◆ **Stated goal**
Please rewrite everything in the records from the line containing "lectern with a bounding box." down to the line containing "[866,222,954,344]", keeping each line as it is except that every bounding-box coordinate is increased by 126.

◆ **Supplied data**
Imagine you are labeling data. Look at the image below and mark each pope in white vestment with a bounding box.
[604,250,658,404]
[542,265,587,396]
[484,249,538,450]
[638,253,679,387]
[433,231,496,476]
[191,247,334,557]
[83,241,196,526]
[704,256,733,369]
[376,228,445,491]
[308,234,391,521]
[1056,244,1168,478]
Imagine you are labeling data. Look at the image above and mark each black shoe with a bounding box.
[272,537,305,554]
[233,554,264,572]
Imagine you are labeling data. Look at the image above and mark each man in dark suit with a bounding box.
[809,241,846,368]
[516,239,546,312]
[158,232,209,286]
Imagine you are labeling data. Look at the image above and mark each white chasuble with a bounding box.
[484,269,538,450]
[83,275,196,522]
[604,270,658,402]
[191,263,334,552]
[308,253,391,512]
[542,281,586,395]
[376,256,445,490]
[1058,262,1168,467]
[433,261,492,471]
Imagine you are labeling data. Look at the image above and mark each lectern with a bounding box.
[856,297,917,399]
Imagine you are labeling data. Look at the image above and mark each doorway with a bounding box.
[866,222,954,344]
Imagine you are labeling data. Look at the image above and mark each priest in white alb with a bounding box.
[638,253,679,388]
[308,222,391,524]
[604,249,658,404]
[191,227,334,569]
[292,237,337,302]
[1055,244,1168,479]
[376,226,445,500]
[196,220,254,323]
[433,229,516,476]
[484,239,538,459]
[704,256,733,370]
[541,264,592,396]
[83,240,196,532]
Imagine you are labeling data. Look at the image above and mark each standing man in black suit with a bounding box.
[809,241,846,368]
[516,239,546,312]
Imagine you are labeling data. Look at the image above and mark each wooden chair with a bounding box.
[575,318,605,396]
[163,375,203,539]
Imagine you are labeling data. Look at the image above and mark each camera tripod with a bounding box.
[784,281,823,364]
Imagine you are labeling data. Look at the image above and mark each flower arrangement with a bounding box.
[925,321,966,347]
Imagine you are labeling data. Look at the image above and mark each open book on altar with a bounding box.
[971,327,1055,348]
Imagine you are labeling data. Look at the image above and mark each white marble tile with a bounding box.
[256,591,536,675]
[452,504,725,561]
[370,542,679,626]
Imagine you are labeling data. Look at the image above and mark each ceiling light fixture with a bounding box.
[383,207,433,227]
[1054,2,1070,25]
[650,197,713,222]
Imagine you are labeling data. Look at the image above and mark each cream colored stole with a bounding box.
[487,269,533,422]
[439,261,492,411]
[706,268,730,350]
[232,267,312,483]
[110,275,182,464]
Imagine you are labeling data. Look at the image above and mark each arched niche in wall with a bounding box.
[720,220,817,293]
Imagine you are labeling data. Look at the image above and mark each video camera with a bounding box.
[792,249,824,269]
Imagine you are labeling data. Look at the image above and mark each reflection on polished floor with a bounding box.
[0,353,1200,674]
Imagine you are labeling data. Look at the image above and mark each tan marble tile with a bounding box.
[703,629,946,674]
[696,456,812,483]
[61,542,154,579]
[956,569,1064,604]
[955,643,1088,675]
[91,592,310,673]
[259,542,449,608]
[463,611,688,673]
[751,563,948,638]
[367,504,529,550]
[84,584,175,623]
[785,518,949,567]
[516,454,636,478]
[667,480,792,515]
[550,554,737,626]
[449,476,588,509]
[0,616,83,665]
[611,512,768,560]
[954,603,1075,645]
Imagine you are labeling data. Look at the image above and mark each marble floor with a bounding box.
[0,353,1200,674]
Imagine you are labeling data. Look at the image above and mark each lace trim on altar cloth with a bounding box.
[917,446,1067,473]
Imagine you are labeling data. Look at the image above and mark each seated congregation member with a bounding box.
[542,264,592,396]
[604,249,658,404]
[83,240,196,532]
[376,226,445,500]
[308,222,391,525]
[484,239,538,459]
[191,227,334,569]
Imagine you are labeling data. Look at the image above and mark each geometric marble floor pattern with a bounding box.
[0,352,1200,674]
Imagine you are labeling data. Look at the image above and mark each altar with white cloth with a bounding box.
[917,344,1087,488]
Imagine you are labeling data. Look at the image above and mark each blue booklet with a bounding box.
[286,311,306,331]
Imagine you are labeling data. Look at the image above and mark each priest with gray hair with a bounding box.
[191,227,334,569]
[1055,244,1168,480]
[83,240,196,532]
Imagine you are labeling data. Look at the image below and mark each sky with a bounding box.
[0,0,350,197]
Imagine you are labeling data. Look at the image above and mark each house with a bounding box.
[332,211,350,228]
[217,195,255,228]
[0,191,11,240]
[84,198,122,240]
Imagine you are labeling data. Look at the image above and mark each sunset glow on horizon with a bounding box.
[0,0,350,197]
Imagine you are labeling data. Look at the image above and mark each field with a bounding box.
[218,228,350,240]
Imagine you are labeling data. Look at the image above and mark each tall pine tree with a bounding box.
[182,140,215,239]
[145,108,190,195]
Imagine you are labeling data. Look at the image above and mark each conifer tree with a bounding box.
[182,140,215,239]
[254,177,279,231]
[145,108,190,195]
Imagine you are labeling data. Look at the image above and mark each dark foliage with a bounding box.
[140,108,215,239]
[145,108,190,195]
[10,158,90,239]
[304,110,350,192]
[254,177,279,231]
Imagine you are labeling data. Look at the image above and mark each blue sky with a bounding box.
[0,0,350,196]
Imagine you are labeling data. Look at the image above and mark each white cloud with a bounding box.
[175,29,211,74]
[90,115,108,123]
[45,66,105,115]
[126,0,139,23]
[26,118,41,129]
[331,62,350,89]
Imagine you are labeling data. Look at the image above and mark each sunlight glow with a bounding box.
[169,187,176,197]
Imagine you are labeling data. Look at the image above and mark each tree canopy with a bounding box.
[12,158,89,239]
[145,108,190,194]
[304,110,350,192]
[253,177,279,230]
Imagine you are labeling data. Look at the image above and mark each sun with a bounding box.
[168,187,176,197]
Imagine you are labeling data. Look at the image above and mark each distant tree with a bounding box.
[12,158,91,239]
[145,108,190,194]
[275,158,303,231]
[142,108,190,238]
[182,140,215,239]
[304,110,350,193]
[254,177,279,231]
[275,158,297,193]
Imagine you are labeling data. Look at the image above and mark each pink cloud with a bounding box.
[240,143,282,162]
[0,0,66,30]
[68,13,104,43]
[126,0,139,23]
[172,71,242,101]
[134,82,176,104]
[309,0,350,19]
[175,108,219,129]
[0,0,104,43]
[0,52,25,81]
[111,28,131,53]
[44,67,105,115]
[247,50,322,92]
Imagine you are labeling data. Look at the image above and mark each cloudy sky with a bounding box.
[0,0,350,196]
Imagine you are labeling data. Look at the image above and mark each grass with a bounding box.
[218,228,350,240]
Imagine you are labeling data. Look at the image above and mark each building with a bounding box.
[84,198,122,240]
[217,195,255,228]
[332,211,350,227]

◆ **Exercise output**
Imagine you are labeling data. Look at the image above and mark each lectern with a bounding box.
[982,423,1043,525]
Imagine you are labeling data. Look at the image above and mark each doorway with a bounding box.
[992,348,1080,470]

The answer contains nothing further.